## Votre consigne
Poursuivez le texte consacré à la responsabilité sociale de l'entreprise à partir de sa dernière phrase.

## Bloc de texte
Aurélien Acquier, Jean-Pascal Gond et Jacques Igalens se penchent sur la responsabilité sociale de l’entreprise (RSE) qui a été mise en pratique, d’abord par les Protestants, et notamment par les chefs d’entreprise américains (Max Weber, le Gospel of Wealth). Responsabilité sociale devant Dieu. Y a répondu la doctrine sociale de l’Église (encyclique Rerum novarum). Aujourd’hui, Bruxelles évite le caractère originel chrétien de la RSE, mais la morale inhérente à la RSE s’en inspire assurément. Certains mouvements extrémistes écologiques franchissent le pas et semblent diviniser Gaïa, la « Terre-mère ». Retour aux croyances animistes ? À suivre.

(Entrées de données enregistrées)

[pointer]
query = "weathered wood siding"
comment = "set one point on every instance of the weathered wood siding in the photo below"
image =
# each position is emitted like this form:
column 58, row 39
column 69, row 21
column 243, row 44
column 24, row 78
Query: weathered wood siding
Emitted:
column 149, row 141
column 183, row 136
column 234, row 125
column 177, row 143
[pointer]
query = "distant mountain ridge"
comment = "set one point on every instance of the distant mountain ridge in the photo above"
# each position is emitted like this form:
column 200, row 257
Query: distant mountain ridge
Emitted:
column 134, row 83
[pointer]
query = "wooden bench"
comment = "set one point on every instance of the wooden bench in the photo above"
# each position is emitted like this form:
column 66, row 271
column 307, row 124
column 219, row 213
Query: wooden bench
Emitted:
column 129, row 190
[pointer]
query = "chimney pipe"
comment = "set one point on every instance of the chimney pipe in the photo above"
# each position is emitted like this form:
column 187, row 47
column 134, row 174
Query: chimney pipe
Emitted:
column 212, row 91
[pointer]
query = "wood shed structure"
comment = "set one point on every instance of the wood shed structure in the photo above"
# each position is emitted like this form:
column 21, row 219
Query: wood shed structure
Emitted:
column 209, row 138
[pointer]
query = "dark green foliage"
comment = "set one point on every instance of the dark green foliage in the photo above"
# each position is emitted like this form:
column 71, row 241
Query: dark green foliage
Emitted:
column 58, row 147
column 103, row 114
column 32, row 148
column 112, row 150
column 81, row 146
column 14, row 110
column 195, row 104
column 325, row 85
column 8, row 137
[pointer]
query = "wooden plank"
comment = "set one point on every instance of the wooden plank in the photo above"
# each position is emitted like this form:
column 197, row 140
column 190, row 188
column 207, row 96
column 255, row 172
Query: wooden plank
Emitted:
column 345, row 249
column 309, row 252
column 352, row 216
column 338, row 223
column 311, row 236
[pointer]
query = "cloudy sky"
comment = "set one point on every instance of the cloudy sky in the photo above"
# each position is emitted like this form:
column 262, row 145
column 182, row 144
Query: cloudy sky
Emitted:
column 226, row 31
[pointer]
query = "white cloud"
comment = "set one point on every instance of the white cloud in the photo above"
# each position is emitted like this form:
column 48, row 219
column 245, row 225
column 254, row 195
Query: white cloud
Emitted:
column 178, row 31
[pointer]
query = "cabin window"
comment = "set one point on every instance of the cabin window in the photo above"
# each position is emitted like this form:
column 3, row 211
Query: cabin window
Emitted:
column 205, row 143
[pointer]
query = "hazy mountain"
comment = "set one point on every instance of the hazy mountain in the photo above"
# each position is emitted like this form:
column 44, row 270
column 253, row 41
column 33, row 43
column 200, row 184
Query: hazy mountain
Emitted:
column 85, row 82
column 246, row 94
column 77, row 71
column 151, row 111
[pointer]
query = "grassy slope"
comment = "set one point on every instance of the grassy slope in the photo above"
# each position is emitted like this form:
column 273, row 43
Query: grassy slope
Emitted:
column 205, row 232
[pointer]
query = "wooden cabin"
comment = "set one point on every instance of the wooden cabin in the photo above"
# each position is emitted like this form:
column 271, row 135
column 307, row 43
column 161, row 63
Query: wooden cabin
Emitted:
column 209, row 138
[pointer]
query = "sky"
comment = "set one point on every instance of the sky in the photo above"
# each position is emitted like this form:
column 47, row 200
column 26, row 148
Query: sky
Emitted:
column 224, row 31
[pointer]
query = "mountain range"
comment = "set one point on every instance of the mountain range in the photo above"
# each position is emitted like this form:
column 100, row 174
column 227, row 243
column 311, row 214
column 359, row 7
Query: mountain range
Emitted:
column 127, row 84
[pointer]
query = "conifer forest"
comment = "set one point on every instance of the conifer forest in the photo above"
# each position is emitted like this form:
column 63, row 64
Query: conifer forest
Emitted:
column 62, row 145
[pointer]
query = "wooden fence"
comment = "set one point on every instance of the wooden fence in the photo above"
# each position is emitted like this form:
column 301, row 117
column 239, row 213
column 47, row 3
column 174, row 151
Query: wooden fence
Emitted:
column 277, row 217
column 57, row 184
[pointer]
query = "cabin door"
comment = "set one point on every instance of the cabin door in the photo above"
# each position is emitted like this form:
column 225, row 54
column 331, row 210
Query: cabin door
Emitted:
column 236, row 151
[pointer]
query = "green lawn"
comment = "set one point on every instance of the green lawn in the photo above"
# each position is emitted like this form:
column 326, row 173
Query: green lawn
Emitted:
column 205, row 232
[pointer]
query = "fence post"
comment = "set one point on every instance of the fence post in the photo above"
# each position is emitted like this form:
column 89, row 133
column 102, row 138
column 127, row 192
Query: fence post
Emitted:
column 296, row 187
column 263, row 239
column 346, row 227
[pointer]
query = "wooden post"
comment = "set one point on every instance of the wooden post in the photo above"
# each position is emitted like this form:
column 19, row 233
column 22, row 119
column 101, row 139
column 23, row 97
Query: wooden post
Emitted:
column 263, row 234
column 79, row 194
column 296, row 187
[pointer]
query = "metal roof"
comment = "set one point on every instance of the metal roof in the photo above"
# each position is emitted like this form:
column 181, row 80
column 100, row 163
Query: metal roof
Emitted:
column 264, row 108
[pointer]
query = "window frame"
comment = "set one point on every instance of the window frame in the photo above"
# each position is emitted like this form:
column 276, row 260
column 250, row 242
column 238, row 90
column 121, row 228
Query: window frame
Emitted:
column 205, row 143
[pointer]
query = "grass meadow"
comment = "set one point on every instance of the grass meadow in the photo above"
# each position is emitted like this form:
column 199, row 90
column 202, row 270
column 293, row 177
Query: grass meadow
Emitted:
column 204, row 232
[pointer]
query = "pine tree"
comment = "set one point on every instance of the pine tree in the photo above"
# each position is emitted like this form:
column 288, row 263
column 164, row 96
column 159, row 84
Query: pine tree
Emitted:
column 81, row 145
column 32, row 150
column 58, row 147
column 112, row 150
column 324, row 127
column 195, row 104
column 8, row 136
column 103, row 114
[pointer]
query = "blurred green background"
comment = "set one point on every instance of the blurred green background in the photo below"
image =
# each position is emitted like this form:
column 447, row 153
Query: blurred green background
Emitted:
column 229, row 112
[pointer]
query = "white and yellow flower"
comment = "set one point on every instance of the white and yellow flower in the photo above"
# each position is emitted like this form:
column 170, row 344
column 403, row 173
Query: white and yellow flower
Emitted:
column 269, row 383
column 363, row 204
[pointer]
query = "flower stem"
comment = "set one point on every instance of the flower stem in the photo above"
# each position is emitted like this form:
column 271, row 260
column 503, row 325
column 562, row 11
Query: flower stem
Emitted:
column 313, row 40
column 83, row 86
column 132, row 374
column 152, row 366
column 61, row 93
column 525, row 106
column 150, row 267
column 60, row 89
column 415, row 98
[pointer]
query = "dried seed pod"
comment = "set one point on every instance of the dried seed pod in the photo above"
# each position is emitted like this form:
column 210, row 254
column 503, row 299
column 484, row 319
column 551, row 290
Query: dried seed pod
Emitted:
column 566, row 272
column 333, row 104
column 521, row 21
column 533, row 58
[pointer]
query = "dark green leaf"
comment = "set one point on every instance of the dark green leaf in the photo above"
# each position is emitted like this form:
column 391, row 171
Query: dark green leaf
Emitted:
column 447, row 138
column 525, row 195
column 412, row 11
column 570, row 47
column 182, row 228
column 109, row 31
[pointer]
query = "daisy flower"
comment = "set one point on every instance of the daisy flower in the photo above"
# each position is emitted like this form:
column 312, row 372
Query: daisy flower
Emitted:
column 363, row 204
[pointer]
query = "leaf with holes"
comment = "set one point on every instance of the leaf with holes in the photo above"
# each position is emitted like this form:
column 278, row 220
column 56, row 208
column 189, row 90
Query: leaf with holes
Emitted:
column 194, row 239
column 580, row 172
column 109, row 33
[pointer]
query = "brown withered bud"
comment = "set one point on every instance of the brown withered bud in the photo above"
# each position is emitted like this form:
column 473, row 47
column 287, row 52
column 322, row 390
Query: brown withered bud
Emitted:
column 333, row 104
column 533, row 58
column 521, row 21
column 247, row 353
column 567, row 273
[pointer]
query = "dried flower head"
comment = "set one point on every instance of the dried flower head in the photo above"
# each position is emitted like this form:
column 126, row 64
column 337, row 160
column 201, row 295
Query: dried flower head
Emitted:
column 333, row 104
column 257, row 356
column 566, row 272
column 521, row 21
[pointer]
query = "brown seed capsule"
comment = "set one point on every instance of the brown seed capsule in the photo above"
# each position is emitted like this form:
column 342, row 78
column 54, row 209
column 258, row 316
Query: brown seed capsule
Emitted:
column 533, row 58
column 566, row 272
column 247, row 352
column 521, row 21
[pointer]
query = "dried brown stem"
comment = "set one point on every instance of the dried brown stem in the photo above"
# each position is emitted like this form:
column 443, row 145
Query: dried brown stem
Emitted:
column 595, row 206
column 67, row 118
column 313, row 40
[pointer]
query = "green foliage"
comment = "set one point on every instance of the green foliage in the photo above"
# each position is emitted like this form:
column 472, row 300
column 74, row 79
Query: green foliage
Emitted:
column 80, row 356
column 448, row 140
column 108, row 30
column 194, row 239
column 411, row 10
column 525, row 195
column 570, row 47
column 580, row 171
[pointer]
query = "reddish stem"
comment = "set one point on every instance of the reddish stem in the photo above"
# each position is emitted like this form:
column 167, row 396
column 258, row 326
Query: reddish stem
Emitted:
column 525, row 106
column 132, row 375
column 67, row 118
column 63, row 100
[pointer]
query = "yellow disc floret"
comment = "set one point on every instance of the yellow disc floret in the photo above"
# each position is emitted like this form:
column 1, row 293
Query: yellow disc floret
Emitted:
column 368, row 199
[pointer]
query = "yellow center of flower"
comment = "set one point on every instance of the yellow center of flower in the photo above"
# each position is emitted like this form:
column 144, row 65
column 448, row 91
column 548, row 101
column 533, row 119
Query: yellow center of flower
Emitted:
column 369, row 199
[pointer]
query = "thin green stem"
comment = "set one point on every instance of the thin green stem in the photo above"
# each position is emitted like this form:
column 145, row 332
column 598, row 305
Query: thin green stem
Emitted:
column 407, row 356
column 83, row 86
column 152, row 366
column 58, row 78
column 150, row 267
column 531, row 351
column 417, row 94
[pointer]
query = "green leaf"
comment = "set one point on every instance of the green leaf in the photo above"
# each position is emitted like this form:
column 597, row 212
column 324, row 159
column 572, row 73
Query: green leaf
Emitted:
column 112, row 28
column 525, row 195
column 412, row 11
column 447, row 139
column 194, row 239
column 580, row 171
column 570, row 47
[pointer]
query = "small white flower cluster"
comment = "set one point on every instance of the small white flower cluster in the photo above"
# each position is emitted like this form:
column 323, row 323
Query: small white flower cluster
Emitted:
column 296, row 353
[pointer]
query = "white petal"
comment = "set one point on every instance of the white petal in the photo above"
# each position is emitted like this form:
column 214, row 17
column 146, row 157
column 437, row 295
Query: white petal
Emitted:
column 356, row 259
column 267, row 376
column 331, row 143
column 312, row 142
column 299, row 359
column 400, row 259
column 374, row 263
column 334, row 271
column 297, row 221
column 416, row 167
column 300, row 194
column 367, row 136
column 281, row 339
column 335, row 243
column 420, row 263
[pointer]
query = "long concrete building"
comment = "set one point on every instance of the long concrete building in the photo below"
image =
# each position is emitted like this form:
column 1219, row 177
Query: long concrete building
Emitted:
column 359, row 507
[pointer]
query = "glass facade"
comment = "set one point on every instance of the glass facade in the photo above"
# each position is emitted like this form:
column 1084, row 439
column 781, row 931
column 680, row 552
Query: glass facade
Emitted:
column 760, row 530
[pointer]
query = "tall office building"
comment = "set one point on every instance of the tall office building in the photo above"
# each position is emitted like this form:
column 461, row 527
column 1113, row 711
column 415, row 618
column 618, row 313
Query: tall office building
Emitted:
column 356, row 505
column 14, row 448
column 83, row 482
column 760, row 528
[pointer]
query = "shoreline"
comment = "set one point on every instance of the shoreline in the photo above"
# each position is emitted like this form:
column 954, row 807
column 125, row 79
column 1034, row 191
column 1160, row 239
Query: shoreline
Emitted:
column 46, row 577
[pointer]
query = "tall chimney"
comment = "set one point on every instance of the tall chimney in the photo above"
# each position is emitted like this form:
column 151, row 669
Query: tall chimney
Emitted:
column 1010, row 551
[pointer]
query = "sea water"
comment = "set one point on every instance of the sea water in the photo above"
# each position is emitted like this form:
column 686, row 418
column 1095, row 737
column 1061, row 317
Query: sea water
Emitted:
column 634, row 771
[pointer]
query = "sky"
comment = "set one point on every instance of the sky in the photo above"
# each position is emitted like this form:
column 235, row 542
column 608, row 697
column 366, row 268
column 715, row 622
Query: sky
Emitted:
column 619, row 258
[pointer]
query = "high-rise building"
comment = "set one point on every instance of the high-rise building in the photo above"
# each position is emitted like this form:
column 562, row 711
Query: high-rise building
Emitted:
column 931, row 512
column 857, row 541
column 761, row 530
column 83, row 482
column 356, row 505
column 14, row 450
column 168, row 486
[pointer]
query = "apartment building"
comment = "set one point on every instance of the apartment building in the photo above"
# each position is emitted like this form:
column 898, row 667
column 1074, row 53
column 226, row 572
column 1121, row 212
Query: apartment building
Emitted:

## Solution du problème
Est-il nécessaire de se poser la question du ‘’pourquoi ?’’ de ce livre d’érudition sur le devenir du christianisme au XXIe siècle ? Inutile de tourner en rond, la réponse est évidente : la religion du ‘’Aimez vos ennemis, Tendez la joue droite à qui soufflette votre joue gauche’’ ne fait plus ‘’le poids’’ dans un monde de compétition globalisée, d’affrontement des civilisations, de prétentions transhumanistes.

Chacun des neuf érudits, avec sagesse, mesure, et optimisme raisonnable, tente de montrer que l’histoire du christianisme est longue. Elle ne s’arrête pas à notre siècle. Des hommes et des femmes de bonne volonté et de foi sont près à assurer une continuité pour un idéal transcendant qui les dépasse, et qui inonde de sa source la sécheresse du matérialisme apparemment triomphant.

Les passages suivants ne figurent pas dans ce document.